**EXERCISE PASSAGE**
CGS-CIMB sees Msia’s inflation at 3% in 2023

CGS-CIMB sees Msia’s inflation at 3% in 2023

Government subsidies on essential food items, petrol and toll fees will help contain inflation.

The electricity price hike for non-domestic users from January will lead to some increase in headline inflation, says CGS-CIMB.
PETALING JAYA:
CGS-CIMB Securities Sdn Bhd forecasts Malaysia’s inflation for 2023 to be at 3% year-on-year (y-o-y), compared to the 2022 forecast (2022F) consumer price index (CPI) inflation of 3.3% y-o-y.

Head of economics Nazmi Idrus said the government’s intervention on matters such as chicken prices and petrol and toll fees would continue to partly contain inflation in the near term.

“However, the recent electricity price hike for non-domestic and non-small and medium enterprises (SMEs) (low voltage) users will take effect on January 2023, and we expect this to lead to some increase in headline inflation.

“Our calculation highlights a possibility of the CPI rising by 10 basis points (bps) y-o-y in January 2023F, as roughly 60% of electricity users in the country are non-domestic users, and of these, 60% are non-SMEs,” he said in a note today.

Electricity weighs in on the CPI basket at 2.7%, he said, but the second-round effect could be slightly larger.

Nazmi said November’s strong core inflation growth reflected the strong domestic demand conditions during the month, supportive of the continued rate normalisation cycle by Bank Negara Malaysia (BNM).

BNM’s statement in November provided a clear warning that inflationary pressures are likely to remain in 2023, and the central bank highlighted its readiness to remain hawkish if necessary.

“We expect two more 25bps increases to the overnight policy rate (OPR) to 3.25% in 2023F,” said Nazmi.

In November, Malaysia’s CPI rose 0.3% month-on-month (m-o-m) (Oct 22: +0.2% m-o-m) and 4% y-o-y (similar to October 2022).

Meanwhile, core CPI grew 0.4% m-o-m (October 22: +0.1% m-o-m), raising y-o-y growth to 4.2% (October 2022: +4.1%), driven by two components, namely food and hotels, and restaurants.

On the same note, Moody’s Analytics expects Malaysia’s inflation pressures to begin moderating next year as supply-side pressures ease.

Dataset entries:
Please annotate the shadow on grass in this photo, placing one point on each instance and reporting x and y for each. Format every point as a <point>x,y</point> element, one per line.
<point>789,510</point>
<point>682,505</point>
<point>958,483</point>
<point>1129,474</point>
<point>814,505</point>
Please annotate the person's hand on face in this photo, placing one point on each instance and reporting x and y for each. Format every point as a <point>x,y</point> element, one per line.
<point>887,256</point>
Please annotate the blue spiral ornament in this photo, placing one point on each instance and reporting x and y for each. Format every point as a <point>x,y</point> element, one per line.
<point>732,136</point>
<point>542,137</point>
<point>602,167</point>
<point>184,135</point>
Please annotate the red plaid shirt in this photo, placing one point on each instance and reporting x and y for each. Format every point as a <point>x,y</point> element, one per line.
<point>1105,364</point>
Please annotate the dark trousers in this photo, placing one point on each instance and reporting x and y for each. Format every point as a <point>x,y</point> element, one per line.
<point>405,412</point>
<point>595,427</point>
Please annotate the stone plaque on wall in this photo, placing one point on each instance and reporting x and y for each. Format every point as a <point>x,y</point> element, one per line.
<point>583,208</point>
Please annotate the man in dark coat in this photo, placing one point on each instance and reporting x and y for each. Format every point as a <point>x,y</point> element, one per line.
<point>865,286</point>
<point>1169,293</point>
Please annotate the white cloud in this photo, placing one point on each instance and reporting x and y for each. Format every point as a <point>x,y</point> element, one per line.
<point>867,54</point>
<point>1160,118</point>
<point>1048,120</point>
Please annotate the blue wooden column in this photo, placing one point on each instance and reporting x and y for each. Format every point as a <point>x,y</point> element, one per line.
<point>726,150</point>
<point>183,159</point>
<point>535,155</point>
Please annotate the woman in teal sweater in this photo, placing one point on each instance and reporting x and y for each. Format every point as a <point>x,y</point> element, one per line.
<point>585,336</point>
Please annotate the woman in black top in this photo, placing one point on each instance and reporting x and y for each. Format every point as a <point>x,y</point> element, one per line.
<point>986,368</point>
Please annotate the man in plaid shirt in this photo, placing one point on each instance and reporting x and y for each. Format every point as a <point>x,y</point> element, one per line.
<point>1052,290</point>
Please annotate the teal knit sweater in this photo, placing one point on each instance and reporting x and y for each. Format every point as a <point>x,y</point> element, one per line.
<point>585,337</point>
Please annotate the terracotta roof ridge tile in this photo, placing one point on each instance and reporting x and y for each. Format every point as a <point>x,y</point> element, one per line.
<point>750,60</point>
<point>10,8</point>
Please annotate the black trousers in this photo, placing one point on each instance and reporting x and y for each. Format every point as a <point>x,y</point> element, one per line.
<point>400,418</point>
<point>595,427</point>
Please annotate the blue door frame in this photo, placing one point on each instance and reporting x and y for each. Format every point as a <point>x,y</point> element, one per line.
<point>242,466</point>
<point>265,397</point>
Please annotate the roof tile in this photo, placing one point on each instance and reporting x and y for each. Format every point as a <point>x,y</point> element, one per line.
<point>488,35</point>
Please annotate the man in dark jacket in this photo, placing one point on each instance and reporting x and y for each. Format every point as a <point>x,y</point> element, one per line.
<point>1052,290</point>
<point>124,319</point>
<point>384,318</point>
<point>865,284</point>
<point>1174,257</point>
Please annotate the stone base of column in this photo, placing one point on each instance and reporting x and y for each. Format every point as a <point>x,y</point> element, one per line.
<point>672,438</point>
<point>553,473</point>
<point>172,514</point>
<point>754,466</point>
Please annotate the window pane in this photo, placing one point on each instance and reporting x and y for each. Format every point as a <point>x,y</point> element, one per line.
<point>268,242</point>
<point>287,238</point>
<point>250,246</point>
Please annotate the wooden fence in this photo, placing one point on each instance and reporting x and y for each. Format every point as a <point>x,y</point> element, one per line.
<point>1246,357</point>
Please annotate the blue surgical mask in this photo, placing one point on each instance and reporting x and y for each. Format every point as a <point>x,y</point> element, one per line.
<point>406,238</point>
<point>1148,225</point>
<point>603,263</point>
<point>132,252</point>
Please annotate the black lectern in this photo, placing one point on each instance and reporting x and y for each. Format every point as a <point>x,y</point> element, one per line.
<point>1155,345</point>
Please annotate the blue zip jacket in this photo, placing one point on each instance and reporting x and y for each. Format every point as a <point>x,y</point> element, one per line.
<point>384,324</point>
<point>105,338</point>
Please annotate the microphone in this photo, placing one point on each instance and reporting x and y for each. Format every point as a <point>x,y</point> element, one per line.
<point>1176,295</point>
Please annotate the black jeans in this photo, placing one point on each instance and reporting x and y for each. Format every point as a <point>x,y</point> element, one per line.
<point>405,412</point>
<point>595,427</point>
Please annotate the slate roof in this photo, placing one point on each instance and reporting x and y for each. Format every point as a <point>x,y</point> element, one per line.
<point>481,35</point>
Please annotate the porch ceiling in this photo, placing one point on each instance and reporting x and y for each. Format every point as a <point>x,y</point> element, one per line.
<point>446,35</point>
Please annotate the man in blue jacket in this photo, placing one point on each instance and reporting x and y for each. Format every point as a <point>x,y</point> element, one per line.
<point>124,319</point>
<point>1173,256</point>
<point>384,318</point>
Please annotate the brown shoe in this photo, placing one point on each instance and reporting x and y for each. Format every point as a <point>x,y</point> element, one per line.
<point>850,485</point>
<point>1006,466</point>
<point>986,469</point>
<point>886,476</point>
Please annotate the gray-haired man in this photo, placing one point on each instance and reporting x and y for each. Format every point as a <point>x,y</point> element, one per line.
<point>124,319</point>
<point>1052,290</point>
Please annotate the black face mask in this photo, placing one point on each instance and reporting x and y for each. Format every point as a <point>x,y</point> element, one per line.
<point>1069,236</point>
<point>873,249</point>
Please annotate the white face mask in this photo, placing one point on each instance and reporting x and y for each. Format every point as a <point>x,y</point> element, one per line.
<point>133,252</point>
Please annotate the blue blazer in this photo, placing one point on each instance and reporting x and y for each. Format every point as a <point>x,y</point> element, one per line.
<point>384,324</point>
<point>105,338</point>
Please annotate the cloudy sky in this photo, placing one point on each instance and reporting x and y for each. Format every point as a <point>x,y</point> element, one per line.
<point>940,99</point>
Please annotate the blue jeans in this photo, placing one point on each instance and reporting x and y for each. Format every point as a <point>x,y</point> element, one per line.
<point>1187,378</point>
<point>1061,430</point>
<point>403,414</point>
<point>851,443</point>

**PROBLEM SET**
a) Translate this sentence from the article on Malaysia's 2023 inflation forecast into Spanish: "Electricity weighs in on the CPI basket at 2.7%, he said, but the second-round effect could be slightly larger."
b) Answer these questions using the article on Malaysia's 2023 inflation forecast:
(i) What year-on-year inflation rate does CGS-CIMB forecast for Malaysia in 2023?
(ii) What level does Nazmi expect the overnight policy rate to reach in 2023?
(iii) What was core CPI's year-on-year growth in November?
c) Continue the article on Malaysia's 2023 inflation forecast from its final sentence.
The records have no role in this exercise.

**PER-TASK OUTPUTS**
a) La electricidad pesa un 2,7 % en la canasta del IPC, dijo, pero el efecto de segunda ronda podría ser ligeramente mayor.

b)
(i) 3%
(ii) 3.25%
(iii) 4.2%

c)
However, demand-side pressures are starting to build from the post-pandemic reopening.

“Bank Negara Malaysia will likely continue its policy rate hike into early next year as it had reiterated its hawkish stance in its November meeting, saying it will pre-emptively manage the risk of excessive demand on price pressures,” said economist Denise Cheok.

So far, the central bank has raised the rates four times – a cumulative 100bps – bringing the overnight policy rate to 2.75%, which is 25bps away from its pre-Covid-19 rate of 3%.

Cheok said the Malaysian economy is expected to start slowing down in 2023 after an exceptional run in 2022, with external demand for its manufactured goods weakening, mainly due to the slowing Chinese economy.

However, she noted that the nation’s export trade with Southeast Asian economies, as well as with the US and the European Union remains robust.

“Malaysia also tends to benefit from trade diversion from China, as firms reroute their supply chains into alternate locations. This trend will insulate Malaysia from the weakness of Chinese demand for Malaysian exports.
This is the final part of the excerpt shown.